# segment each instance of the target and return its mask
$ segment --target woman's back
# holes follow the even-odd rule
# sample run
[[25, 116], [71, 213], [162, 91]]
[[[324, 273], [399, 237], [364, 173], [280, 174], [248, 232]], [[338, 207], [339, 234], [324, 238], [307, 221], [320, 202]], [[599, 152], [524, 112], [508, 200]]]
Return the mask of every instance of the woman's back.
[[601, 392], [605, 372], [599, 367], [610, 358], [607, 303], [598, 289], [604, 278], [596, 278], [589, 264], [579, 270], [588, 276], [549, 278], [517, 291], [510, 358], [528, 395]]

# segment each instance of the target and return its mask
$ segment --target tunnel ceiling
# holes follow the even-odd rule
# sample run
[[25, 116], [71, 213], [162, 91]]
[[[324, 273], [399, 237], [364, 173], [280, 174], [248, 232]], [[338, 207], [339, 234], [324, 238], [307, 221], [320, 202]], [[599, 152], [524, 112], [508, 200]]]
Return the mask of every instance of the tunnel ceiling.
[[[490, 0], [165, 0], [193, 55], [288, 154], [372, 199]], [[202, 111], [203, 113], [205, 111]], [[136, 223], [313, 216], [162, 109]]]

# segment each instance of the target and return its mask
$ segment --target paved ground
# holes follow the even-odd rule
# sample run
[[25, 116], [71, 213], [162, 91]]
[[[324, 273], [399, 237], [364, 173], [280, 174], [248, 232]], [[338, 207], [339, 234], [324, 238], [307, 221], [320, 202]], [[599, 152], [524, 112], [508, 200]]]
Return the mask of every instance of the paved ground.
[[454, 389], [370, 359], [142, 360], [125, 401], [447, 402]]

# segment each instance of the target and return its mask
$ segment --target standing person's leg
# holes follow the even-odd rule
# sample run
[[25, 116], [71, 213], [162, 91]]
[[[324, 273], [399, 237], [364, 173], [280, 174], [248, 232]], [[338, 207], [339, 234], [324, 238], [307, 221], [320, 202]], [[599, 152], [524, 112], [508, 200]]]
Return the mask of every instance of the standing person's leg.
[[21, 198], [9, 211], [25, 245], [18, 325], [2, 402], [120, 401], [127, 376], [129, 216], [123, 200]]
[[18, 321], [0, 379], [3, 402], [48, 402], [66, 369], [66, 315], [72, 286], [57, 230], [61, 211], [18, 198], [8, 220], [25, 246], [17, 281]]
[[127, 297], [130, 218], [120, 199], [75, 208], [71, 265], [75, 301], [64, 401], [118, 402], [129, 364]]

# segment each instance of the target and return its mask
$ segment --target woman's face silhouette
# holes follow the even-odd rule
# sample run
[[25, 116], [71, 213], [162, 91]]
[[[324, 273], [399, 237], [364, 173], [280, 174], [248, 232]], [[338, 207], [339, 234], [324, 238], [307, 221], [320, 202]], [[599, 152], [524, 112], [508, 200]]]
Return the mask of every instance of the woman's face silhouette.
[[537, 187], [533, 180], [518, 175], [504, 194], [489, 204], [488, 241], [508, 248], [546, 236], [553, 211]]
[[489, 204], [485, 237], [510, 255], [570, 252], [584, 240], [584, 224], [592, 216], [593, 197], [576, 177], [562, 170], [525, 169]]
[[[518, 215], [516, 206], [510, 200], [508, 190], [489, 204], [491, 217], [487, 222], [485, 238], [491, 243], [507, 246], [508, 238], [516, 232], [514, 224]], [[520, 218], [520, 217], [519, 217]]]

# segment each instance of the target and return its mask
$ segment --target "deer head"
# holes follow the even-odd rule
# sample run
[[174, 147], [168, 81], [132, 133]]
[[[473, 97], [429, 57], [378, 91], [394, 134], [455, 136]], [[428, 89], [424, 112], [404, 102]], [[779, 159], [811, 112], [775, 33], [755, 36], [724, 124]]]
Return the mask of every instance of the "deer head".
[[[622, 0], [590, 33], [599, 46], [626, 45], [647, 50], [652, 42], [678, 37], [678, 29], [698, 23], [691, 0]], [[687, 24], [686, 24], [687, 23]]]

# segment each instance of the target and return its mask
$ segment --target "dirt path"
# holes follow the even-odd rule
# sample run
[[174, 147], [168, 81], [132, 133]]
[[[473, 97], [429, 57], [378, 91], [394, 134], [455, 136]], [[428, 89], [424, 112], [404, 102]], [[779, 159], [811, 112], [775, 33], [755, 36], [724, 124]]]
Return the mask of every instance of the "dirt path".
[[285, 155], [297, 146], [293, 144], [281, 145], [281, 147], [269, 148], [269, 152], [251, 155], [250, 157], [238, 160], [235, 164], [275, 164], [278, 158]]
——
## EXERCISE REQUIREMENTS
Answer by repeating every line of the listing exactly.

## ANSWER AREA
# segment each instance of the target and return its mask
$ segment --target woman's back
# holes follow the even-odd rule
# sample run
[[25, 116], [71, 213], [162, 91]]
[[[324, 273], [399, 237], [364, 173], [280, 174], [248, 232]], [[338, 207], [339, 234], [324, 238], [307, 221], [320, 202]], [[599, 152], [524, 112], [508, 200]]]
Return the mask of every instance of the woman's back.
[[601, 392], [605, 372], [599, 367], [610, 358], [607, 303], [598, 289], [604, 278], [596, 278], [589, 264], [579, 270], [588, 276], [549, 278], [517, 291], [510, 358], [528, 395]]

# segment each instance of the target and return its mask
$ segment --target tunnel ceiling
# holes follow the even-odd rule
# sample run
[[25, 116], [71, 213], [162, 91]]
[[[324, 273], [399, 237], [364, 173], [280, 174], [248, 232]], [[338, 207], [339, 234], [324, 238], [307, 221], [320, 202]], [[599, 152], [524, 112], [508, 200]]]
Return the mask of every instance of the tunnel ceiling.
[[[490, 0], [165, 0], [193, 55], [288, 154], [372, 199]], [[202, 111], [203, 113], [205, 111]], [[136, 223], [313, 216], [162, 109]]]

# segment each instance of the target and return its mask
$ segment --target paved ground
# holes follow the even-odd rule
# sample run
[[25, 116], [71, 213], [162, 91]]
[[[324, 273], [399, 237], [364, 173], [280, 174], [248, 232]], [[338, 207], [339, 234], [324, 238], [307, 221], [320, 202]], [[599, 152], [524, 112], [508, 200]]]
Return the mask of every instance of the paved ground.
[[454, 389], [370, 359], [142, 360], [125, 401], [447, 402]]

# segment each instance of the target and return its mask
$ segment --target standing person's leg
# holes follow the even-odd rule
# sample run
[[25, 116], [71, 213], [162, 91]]
[[[324, 273], [399, 237], [364, 173], [280, 174], [248, 232]], [[338, 207], [339, 234], [324, 238], [307, 221], [320, 202]], [[599, 152], [524, 112], [508, 200]]]
Return the mask of every instance of the standing person's leg.
[[21, 198], [9, 211], [25, 245], [18, 325], [2, 402], [120, 401], [127, 376], [129, 216], [123, 200]]
[[18, 321], [0, 379], [3, 402], [48, 402], [66, 369], [66, 315], [72, 286], [57, 230], [61, 211], [18, 198], [8, 220], [25, 246], [17, 281]]
[[127, 297], [130, 218], [120, 199], [75, 208], [71, 265], [75, 301], [64, 401], [118, 402], [129, 364]]

# segment each instance of the target and return its mask
$ segment --target woman's face silhouette
# holes follow the even-odd rule
# sample run
[[25, 116], [71, 213], [162, 91]]
[[[324, 273], [399, 237], [364, 173], [280, 174], [248, 232]], [[338, 207], [339, 234], [324, 238], [307, 221], [320, 202]], [[599, 152], [524, 112], [508, 200]]]
Return the mask of every instance of the woman's face silhouette.
[[537, 187], [533, 180], [518, 175], [504, 194], [489, 204], [488, 241], [508, 248], [546, 236], [553, 211]]
[[489, 204], [485, 237], [510, 255], [570, 252], [584, 240], [584, 224], [592, 216], [593, 197], [576, 177], [562, 170], [525, 169]]
[[[518, 215], [516, 206], [510, 200], [508, 190], [489, 204], [491, 217], [487, 222], [485, 238], [491, 243], [507, 246], [508, 238], [516, 232], [514, 224]], [[520, 218], [520, 217], [519, 217]]]

# segment each instance of the target and return its mask
$ segment --target "deer head"
# holes follow the even-odd rule
# sample run
[[174, 147], [168, 81], [132, 133]]
[[[473, 97], [429, 57], [378, 91], [394, 134], [455, 136]], [[428, 89], [424, 112], [404, 102]], [[779, 159], [811, 112], [775, 33], [755, 36], [724, 124]]]
Return the mask of every instance of the "deer head".
[[[622, 0], [590, 33], [599, 46], [626, 45], [647, 50], [652, 42], [678, 37], [678, 29], [698, 23], [691, 0]], [[687, 24], [686, 24], [687, 23]]]

# segment each instance of the target and return its mask
$ segment --target "dirt path"
# holes follow the even-odd rule
# sample run
[[174, 147], [168, 81], [132, 133]]
[[[473, 97], [429, 57], [378, 91], [394, 134], [455, 136]], [[428, 89], [424, 112], [404, 102]], [[779, 159], [811, 112], [775, 33], [755, 36], [724, 124]]]
Return the mask of every instance of the "dirt path".
[[285, 155], [297, 146], [293, 144], [281, 145], [281, 147], [269, 148], [269, 152], [251, 155], [250, 157], [238, 160], [235, 164], [275, 164], [278, 158]]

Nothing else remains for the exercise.